EXERCISE GOAL> In the records below, present as a numbered list the lines that begin at the line containing "of the man." and end with the line containing "x=276 y=189", both included, leaving out any blank lines.

ENTRIES SHOWN>

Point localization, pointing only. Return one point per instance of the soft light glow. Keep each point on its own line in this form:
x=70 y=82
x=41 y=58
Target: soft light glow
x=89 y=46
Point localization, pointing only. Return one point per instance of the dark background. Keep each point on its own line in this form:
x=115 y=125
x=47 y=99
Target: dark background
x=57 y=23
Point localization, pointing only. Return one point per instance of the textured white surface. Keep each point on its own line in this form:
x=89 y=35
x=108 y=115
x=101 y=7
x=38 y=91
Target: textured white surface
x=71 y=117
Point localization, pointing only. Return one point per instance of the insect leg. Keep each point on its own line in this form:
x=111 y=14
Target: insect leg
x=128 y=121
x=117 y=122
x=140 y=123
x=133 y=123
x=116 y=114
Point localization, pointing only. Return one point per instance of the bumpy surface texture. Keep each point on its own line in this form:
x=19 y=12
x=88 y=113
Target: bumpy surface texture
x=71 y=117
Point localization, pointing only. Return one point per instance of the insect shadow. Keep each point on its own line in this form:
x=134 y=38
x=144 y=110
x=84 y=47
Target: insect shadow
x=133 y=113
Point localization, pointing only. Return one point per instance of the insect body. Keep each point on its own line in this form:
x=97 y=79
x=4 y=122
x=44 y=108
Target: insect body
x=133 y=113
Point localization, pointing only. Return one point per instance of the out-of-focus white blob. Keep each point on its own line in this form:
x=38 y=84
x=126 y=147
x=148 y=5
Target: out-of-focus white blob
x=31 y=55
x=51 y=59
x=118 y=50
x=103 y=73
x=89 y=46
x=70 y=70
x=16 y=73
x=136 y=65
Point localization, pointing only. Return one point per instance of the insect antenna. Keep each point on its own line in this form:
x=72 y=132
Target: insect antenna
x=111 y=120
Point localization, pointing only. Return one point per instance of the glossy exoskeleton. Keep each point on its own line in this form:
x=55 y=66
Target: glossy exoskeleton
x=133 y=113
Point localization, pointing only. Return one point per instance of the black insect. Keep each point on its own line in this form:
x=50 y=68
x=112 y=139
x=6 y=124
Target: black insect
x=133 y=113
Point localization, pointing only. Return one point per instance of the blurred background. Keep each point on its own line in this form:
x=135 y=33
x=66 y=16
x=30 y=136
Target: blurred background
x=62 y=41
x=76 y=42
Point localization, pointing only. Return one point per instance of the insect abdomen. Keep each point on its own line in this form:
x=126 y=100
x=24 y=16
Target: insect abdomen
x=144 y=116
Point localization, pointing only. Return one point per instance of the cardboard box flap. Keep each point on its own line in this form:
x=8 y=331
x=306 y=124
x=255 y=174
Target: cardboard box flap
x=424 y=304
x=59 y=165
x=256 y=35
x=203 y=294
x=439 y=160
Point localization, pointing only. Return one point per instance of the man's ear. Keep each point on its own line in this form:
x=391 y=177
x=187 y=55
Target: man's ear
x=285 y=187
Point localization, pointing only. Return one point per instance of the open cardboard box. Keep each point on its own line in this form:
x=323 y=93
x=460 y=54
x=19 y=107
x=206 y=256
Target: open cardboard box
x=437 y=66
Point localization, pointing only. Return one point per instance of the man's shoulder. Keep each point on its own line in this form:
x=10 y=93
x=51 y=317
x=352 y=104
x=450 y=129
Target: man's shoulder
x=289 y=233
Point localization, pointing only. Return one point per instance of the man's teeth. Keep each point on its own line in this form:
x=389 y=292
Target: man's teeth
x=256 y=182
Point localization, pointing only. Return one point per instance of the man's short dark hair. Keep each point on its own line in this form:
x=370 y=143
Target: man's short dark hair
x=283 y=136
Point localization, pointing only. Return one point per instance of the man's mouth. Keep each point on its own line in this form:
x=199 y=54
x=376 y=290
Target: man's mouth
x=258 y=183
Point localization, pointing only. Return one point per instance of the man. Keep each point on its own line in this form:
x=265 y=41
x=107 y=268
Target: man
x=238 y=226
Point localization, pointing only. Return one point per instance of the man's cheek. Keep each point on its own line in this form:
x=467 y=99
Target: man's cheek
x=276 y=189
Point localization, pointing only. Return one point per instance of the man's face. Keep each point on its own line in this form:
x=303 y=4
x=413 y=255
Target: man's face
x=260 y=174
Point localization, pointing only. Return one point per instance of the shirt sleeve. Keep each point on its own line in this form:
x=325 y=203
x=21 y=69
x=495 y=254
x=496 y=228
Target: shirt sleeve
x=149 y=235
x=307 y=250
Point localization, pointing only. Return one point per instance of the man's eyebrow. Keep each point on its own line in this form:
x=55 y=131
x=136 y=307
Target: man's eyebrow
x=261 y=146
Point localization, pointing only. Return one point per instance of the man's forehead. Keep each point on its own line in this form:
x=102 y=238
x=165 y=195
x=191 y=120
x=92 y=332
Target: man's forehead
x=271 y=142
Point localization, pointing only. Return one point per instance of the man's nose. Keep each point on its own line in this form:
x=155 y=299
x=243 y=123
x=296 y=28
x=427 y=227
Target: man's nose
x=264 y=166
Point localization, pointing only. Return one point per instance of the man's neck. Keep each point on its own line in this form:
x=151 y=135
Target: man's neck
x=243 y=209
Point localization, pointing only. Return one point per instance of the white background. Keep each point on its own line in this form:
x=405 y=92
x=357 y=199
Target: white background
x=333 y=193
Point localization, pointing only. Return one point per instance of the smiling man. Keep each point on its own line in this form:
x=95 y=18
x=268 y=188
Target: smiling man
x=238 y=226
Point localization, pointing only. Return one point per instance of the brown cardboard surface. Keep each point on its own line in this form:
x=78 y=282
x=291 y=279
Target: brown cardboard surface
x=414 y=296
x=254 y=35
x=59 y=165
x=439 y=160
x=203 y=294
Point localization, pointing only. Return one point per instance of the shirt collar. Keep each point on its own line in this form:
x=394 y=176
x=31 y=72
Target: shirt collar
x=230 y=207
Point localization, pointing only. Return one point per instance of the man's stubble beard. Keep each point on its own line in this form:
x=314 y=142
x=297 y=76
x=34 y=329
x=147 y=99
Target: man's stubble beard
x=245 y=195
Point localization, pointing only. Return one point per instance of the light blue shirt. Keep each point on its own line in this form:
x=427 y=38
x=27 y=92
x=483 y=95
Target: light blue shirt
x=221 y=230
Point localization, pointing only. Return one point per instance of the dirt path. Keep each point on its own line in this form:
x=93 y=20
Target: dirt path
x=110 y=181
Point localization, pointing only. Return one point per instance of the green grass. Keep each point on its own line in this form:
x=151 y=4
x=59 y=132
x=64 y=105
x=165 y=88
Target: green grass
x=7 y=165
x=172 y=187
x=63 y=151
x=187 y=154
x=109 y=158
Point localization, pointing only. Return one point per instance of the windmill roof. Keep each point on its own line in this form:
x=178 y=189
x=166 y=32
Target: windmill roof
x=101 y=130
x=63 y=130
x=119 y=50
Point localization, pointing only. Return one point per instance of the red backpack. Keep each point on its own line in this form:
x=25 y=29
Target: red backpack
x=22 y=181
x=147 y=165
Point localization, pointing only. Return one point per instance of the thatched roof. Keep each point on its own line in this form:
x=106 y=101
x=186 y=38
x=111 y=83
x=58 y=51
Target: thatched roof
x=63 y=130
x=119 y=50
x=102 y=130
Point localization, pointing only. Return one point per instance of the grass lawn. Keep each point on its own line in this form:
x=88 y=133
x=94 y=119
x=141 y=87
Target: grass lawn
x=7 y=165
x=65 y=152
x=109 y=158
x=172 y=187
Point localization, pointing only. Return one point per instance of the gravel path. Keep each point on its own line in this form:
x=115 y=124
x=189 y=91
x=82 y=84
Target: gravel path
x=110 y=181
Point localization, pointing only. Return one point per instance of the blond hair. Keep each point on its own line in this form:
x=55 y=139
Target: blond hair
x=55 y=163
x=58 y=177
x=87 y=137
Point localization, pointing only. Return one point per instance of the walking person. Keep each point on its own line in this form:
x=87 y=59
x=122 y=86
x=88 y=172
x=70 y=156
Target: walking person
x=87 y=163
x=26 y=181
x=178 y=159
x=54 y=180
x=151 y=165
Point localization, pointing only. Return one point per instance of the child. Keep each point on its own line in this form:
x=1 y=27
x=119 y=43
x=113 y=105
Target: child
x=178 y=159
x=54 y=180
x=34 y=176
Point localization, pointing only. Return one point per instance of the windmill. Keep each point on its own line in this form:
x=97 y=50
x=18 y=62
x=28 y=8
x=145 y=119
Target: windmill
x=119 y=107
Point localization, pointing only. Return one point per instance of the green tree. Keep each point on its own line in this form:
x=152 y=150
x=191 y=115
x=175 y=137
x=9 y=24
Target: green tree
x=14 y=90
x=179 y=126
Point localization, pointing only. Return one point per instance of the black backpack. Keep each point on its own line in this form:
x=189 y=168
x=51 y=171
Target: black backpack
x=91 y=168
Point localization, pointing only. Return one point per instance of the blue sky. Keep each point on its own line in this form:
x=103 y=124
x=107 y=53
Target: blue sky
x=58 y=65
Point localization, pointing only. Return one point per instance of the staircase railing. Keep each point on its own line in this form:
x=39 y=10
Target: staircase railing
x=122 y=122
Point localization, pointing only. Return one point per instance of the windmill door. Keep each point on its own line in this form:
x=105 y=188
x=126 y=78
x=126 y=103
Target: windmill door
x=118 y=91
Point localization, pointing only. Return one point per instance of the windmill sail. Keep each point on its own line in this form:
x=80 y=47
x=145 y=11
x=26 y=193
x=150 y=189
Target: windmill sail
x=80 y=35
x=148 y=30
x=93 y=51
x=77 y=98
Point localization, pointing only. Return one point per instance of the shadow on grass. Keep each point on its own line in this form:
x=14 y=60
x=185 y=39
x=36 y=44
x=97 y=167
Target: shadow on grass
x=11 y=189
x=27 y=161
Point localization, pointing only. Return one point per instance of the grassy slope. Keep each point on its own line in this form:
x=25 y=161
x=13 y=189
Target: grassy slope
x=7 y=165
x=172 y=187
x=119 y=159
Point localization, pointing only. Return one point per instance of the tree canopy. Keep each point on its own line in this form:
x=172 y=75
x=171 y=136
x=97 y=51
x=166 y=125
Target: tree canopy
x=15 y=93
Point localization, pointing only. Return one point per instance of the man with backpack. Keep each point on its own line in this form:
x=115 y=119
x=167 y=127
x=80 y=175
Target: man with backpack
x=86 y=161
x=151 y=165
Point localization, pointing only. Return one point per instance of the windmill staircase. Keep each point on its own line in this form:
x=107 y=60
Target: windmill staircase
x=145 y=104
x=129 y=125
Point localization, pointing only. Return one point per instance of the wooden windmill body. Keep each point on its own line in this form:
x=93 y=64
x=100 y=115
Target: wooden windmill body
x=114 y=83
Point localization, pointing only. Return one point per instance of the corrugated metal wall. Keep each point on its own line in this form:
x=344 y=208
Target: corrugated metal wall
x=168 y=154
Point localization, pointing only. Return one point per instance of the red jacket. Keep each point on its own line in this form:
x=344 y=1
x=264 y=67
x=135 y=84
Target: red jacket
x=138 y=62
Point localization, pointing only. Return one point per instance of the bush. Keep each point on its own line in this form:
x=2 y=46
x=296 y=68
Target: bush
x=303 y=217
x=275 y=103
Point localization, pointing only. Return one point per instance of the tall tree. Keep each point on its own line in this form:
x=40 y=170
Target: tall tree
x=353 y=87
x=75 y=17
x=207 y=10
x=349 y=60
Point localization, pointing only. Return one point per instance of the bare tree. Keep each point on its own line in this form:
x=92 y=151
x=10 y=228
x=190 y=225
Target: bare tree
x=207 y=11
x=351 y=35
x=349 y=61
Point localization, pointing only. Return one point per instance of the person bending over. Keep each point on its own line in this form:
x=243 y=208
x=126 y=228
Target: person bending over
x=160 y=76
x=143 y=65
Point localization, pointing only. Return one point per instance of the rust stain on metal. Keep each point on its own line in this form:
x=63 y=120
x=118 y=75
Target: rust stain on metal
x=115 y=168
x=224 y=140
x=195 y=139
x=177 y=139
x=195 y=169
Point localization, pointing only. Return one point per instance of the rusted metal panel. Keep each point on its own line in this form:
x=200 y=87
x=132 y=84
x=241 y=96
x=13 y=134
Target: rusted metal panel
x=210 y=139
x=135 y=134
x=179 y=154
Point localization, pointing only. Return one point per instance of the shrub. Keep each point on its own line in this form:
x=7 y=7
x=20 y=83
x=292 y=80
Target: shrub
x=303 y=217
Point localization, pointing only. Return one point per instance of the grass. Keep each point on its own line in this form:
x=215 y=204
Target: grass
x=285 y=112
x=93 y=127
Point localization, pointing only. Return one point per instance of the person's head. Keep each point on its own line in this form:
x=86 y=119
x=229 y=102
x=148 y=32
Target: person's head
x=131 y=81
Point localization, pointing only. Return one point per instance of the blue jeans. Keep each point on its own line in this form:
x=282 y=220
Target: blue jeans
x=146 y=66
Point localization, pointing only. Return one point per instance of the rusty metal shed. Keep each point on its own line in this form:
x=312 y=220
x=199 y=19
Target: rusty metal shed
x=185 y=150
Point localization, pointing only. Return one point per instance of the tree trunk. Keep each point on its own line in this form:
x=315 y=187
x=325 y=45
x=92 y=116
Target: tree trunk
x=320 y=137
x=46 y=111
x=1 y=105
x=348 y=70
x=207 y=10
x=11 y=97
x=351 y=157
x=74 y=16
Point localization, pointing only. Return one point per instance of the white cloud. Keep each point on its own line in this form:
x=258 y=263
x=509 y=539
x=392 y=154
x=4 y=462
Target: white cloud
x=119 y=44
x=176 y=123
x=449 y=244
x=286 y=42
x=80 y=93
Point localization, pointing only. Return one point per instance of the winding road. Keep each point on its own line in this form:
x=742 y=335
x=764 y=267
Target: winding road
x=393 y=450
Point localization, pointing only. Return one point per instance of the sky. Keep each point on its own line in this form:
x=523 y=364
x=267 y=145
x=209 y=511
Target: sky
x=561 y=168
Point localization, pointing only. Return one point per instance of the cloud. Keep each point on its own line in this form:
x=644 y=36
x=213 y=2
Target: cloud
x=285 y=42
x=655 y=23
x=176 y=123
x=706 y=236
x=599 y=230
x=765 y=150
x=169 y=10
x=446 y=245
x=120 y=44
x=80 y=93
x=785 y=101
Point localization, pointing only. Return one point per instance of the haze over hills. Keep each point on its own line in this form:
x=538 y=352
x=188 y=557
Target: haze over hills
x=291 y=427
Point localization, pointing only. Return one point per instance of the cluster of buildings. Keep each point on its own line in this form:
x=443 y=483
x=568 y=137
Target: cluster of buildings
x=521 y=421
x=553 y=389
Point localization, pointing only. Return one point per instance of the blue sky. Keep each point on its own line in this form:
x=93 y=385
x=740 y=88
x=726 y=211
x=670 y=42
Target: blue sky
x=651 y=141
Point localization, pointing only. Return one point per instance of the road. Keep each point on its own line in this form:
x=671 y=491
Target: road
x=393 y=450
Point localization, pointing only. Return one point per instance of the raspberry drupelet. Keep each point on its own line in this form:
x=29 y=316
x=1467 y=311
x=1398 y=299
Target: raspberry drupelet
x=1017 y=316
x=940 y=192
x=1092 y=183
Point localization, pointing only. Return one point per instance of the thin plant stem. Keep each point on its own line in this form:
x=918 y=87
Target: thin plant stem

ANSWER TO THIS TASK>
1. Point localization, pointing only. Return one point per instance of the man. Keep each point on its own line in this form:
2. x=265 y=41
3. x=107 y=268
4. Target: man
5. x=238 y=226
6. Point localization, pointing only. Return one point per instance of the man's cheek. Keep each point on its own line in this form:
7. x=467 y=99
8. Target: man's cheek
9. x=276 y=189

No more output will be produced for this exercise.